■ 本文抜粋
# # # # #
だから、それまでの演目は捨てネタのようなものなんですよ。
ラストさえ上手くいけば、
他のネタなんて、誰も覚えていなくたって構わない、
と思っているんですね。

廣木
なるほど。
ひとつひとつの演目が重要なのではなく、
途中の演目はラストシーンのための伏線である、
ということですね。

聖寿
なんだか作家みたいな言い回しですね(笑)

廣木
一応は推理作家なんですよ(笑)
すると、伏線が何なのか、捨てネタがどんなネタなのか、
と聞いてもしょうがなくて、
どう考えて、そのネタを選んでいるのか、
と伺うほうがよさそうですね。

聖寿
そうですね。
僕はトリネタの前に、土台作りとして、
6つのマジックを演じるのですが、
さっきから言っているように、
何を演じるかが重要なのではなくて、
何のために演じるかが重要なんですね。

廣木
はい。

聖寿
僕の場合、まず、1つ目のネタで、
主賓席を掴みます。
それほど大きなスケールのマジックじゃなくていいけど、
でも目の前で見たお客さんたちは、
もう僕というマジシャンの味方になってくれる。
2つ目のネタの役割は、
会場全体を盛り上げること。
# # # # #
■ データセット記録
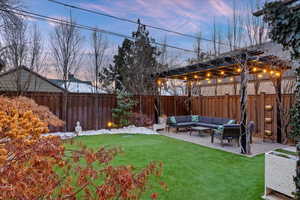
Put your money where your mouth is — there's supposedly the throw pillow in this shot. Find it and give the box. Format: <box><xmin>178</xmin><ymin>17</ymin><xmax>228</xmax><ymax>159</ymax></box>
<box><xmin>170</xmin><ymin>117</ymin><xmax>176</xmax><ymax>124</ymax></box>
<box><xmin>192</xmin><ymin>115</ymin><xmax>199</xmax><ymax>122</ymax></box>
<box><xmin>227</xmin><ymin>119</ymin><xmax>235</xmax><ymax>124</ymax></box>
<box><xmin>218</xmin><ymin>125</ymin><xmax>224</xmax><ymax>132</ymax></box>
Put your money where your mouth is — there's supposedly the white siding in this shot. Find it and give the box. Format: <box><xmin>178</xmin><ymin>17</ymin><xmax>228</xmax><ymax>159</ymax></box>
<box><xmin>0</xmin><ymin>69</ymin><xmax>62</xmax><ymax>92</ymax></box>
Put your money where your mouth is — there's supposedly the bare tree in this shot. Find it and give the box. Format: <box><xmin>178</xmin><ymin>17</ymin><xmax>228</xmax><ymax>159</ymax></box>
<box><xmin>50</xmin><ymin>18</ymin><xmax>83</xmax><ymax>130</ymax></box>
<box><xmin>90</xmin><ymin>31</ymin><xmax>108</xmax><ymax>93</ymax></box>
<box><xmin>2</xmin><ymin>18</ymin><xmax>43</xmax><ymax>94</ymax></box>
<box><xmin>227</xmin><ymin>0</ymin><xmax>244</xmax><ymax>51</ymax></box>
<box><xmin>50</xmin><ymin>18</ymin><xmax>84</xmax><ymax>90</ymax></box>
<box><xmin>245</xmin><ymin>0</ymin><xmax>268</xmax><ymax>45</ymax></box>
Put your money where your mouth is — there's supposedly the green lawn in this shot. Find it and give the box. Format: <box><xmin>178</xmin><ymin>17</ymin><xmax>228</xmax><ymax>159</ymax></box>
<box><xmin>66</xmin><ymin>135</ymin><xmax>264</xmax><ymax>200</ymax></box>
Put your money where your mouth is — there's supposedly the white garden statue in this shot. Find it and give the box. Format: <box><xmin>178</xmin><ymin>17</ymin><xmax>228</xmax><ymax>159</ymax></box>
<box><xmin>75</xmin><ymin>121</ymin><xmax>82</xmax><ymax>136</ymax></box>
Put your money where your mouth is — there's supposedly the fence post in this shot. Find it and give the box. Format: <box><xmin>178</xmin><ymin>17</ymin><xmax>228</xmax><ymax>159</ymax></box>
<box><xmin>260</xmin><ymin>92</ymin><xmax>265</xmax><ymax>139</ymax></box>
<box><xmin>224</xmin><ymin>93</ymin><xmax>229</xmax><ymax>118</ymax></box>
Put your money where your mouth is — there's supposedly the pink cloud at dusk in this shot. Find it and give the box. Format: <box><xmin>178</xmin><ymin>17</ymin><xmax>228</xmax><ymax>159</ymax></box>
<box><xmin>80</xmin><ymin>0</ymin><xmax>232</xmax><ymax>33</ymax></box>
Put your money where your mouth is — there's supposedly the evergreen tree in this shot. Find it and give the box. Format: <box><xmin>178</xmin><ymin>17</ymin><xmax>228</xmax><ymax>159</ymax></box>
<box><xmin>100</xmin><ymin>19</ymin><xmax>162</xmax><ymax>94</ymax></box>
<box><xmin>263</xmin><ymin>1</ymin><xmax>300</xmax><ymax>200</ymax></box>
<box><xmin>99</xmin><ymin>39</ymin><xmax>133</xmax><ymax>92</ymax></box>
<box><xmin>112</xmin><ymin>90</ymin><xmax>136</xmax><ymax>127</ymax></box>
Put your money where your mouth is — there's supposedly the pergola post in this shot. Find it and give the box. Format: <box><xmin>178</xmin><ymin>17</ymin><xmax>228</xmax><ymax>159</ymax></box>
<box><xmin>186</xmin><ymin>80</ymin><xmax>192</xmax><ymax>114</ymax></box>
<box><xmin>275</xmin><ymin>77</ymin><xmax>282</xmax><ymax>143</ymax></box>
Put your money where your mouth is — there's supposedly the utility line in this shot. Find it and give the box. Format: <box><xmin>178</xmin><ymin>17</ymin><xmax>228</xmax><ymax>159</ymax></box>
<box><xmin>0</xmin><ymin>8</ymin><xmax>197</xmax><ymax>53</ymax></box>
<box><xmin>48</xmin><ymin>0</ymin><xmax>229</xmax><ymax>46</ymax></box>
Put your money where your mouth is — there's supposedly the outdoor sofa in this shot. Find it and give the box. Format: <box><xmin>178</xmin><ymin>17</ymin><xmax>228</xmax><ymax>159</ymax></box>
<box><xmin>167</xmin><ymin>115</ymin><xmax>240</xmax><ymax>145</ymax></box>
<box><xmin>167</xmin><ymin>115</ymin><xmax>255</xmax><ymax>146</ymax></box>
<box><xmin>167</xmin><ymin>115</ymin><xmax>236</xmax><ymax>130</ymax></box>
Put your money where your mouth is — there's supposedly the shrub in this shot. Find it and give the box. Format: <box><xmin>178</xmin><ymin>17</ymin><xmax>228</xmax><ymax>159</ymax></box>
<box><xmin>0</xmin><ymin>97</ymin><xmax>162</xmax><ymax>200</ymax></box>
<box><xmin>130</xmin><ymin>113</ymin><xmax>153</xmax><ymax>126</ymax></box>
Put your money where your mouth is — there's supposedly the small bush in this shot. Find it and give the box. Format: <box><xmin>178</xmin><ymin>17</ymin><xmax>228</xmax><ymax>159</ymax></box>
<box><xmin>130</xmin><ymin>113</ymin><xmax>153</xmax><ymax>126</ymax></box>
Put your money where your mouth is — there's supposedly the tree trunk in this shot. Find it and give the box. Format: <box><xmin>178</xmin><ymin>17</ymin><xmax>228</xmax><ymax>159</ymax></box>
<box><xmin>240</xmin><ymin>64</ymin><xmax>250</xmax><ymax>154</ymax></box>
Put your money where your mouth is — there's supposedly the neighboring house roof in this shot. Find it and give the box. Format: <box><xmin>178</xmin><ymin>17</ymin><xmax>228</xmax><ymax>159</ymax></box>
<box><xmin>49</xmin><ymin>74</ymin><xmax>106</xmax><ymax>93</ymax></box>
<box><xmin>0</xmin><ymin>66</ymin><xmax>65</xmax><ymax>92</ymax></box>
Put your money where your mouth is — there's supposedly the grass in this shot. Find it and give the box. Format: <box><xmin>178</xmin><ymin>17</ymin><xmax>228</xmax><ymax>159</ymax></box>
<box><xmin>275</xmin><ymin>149</ymin><xmax>297</xmax><ymax>156</ymax></box>
<box><xmin>64</xmin><ymin>135</ymin><xmax>264</xmax><ymax>200</ymax></box>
# # # # #
■ 作業指示
[A] マジックの対談の「すると、伏線が何なのか、捨てネタがどんなネタなのか、」から「何のために演じるかが重要なんですね。」までを、両端も含めて一字一句変えずに返してください。
[B] マジックの対談では、ラストより前の演目が捨てネタのようなものだとされていますが、それはなぜですか。1〜3文で説明してください。
答えにはマジックの対談の本文だけを使ってください。

■ この演習の解答
[A]
すると、伏線が何なのか、捨てネタがどんなネタなのか、
と聞いてもしょうがなくて、
どう考えて、そのネタを選んでいるのか、
と伺うほうがよさそうですね。

聖寿
そうですね。
僕はトリネタの前に、土台作りとして、
6つのマジックを演じるのですが、
さっきから言っているように、
何を演じるかが重要なのではなくて、
何のために演じるかが重要なんですね。

[B] ラストさえ上手くいけば、他のネタは誰も覚えていなくても構わないと考えているからです。途中の演目はそれ自体が重要なのではなく、ラストシーンのための伏線という位置づけです。